### DOCUMENTO

Artigo arquivado em Acervo da BN
e marcado com as tags Brasil Imperial, Crítrica de Costume, Imprensa humorística, Pernambuco, Revoluções Pernambucanas

Para um jornal brasileiro durar bastante tempo – digamos, mais de dez anos –, lá pelos idos de 1830, em plena (e por que não dizer caótica?) Regência, é porque era muito bom mesmo. Ou muito ruim: na história da imprensa brasileira, muitas folhas periódicas conquistaram longevidade na base da mansidão, da exposição de amenidades eclipsando questões espinhosas, desconfortáveis para autoridades. Isso quando não apelavam para a nua e crua manutenção de valores áulicos, caso daqueles bajuladores de governos X, Y ou Z, quando não dos três ao passar do tempo, e de muitos mais, quaisquer que venham pela frente. Verdade seja dita: certa ou errada, imprensa livre a dar pitacos ou a tirar sarro inconsequente não tende a durar muito, não. Ainda mais se tiver como alvo política ou questões morais. E é por isso que certo jornalzinho histórico pernambucano saiu da curva. É bem verdade que se estropiou um pouco, mas conseguiu, com algumas interrupções, circular por 14 anos, de 1832 a 1847. E, embora o fizesse de forma moderada, sem deixar de colocar o dedo em certas feridas. Ou melhor: sem deixar de fazer a carapuça servir ao devido bestunto. Conheçamos hoje ao serelepe hebdomadário O Carapuceiro.

######
### BLOCO DE DADOS

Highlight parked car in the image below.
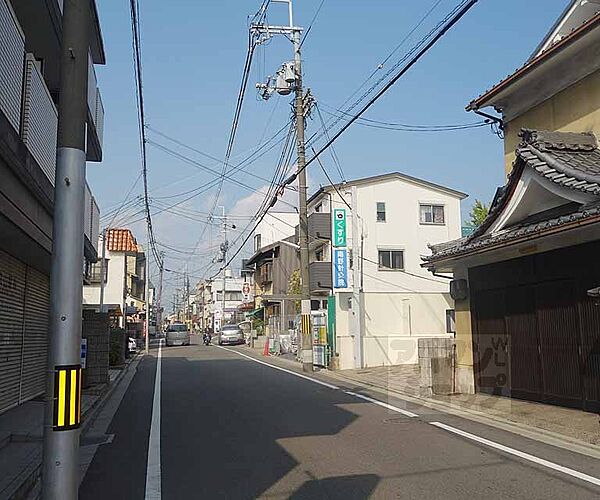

######

=== EXERCÍCIO ESCRITO 1 ===
Responda, por favor, às perguntas abaixo com base no texto sobre O Carapuceiro.
(a) Em que período da história brasileira o texto situa os idos de 1830?
(b) Durante quantos anos, e entre quais anos, O Carapuceiro circulou?
(c) Que palavra o texto usa para indicar a periodicidade de O Carapuceiro?
=== EXERCÍCIO ESCRITO 2 ===
Prossiga com o texto sobre O Carapuceiro a partir da última frase.

=== RESPOSTA DO EXERCÍCIO 1 ===
(a) Na Regência.
(b) Circulou por 14 anos, de 1832 a 1847.
(c) Hebdomadário.

=== RESPOSTA DO EXERCÍCIO 2 ===
Lançado a 7 de abril de 1832 no Recife (PE), O Carapuceiro era impresso na Typografia Fidedigna, por J. N. de Mello. Conquistou o público leitor não só em Pernambuco, muito por sua linha voltada à política local e nacional – comentando fartamente a instabilidade política em torno do recém-iniciado Período Regencial –, sem deixar de lado temas como comportamento e questões morais. O responsável por tamanho sucesso foi o clérigo beneditino Miguel do Sacramento Lopes Gama, seu fundador, editor e principal redator, que chegou a ser conhecido como o “Padre Carapuceiro”. Além dos textos rigorosamente políticos do autor, a crítica de costumes realizada pelo mesmo nas páginas da folha, ao todo 48 artigos que certamente formaram o conteúdo mais popular d’O Carapuceiro, rendeu a Lopes Gama uma posição de importância frente à historiografia social do período, sobretudo quanto à história da vida privada: o religioso retratava de forma caricata e mordaz o cotidiano da burguesia recifense do período. Sua crítica social, afinal, não poupava nem a classe eclesiástica nem o tradicional e inocente festejo popular do bumba-meu-boi, do qual realizou, aliás, a primeira descrição de cunho etnográfico. Todavia, apesar do subtítulo d’O Carapuceiro, “Periódico moral, e só per accidens político”, tais crônicas não cediam terreno para o moralismo ou para o conservadorismo então vigentes de forma explícita. Ainda assim, continham boa carga de misoginia, além de terem sido acusadas de particularmente achincalhantes da europeização pós-abertura dos portos, ou seja, vistas como a serviço dos valores mais arcaicos da sociedade patriarcal.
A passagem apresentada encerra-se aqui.